■ **Extracted data**:
- - - - - - -
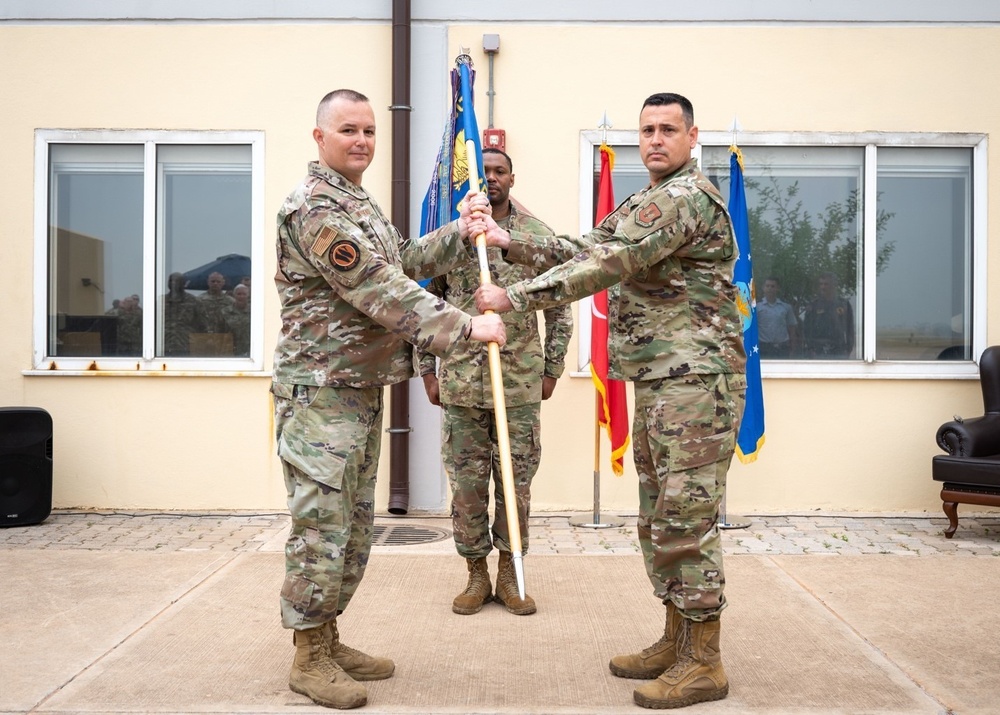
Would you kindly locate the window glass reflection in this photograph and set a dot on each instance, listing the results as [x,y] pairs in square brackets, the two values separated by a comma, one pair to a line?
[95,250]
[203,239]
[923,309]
- - - - - - -
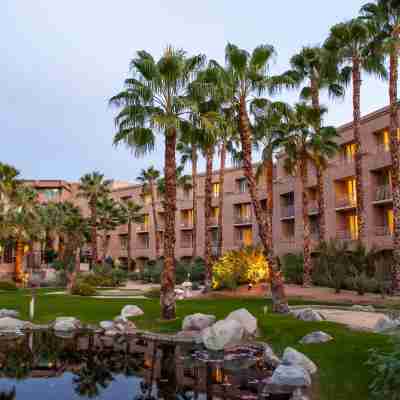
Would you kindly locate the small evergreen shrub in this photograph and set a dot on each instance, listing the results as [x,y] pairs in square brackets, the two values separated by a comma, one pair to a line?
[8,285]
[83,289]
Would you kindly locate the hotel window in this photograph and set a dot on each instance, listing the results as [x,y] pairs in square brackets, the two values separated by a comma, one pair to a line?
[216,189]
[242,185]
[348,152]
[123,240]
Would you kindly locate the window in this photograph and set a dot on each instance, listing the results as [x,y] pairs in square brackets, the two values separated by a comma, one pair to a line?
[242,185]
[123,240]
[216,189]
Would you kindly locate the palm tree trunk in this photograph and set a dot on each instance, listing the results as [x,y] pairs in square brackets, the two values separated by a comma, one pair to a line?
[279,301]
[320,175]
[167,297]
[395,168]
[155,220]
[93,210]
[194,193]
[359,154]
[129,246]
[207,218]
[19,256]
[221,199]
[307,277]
- - - - - - -
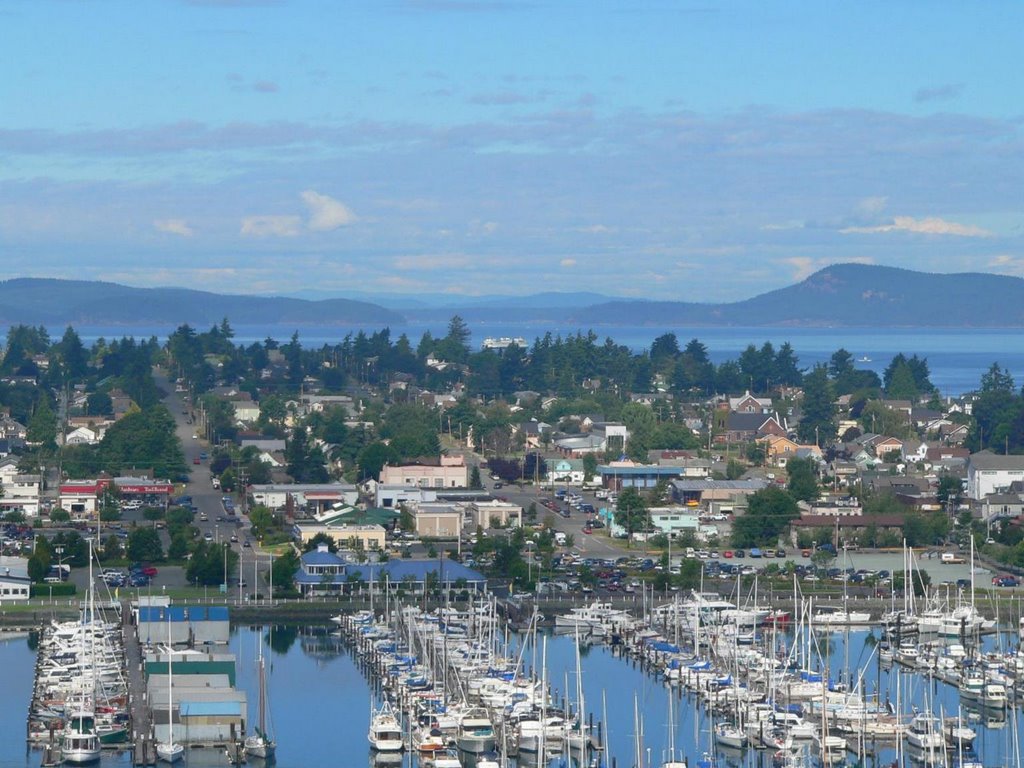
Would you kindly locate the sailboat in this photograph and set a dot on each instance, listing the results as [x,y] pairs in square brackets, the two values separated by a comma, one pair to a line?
- - - - - - -
■ **Your goal**:
List every line in the material above that contains the word "hotel".

■ **Answer for the task**:
Would you kindly locate the hotel window in this photograph and set a dot on each instance, listing the results as [x,y] pairs in square brackets, the two values separated by a comma, one pair to a line?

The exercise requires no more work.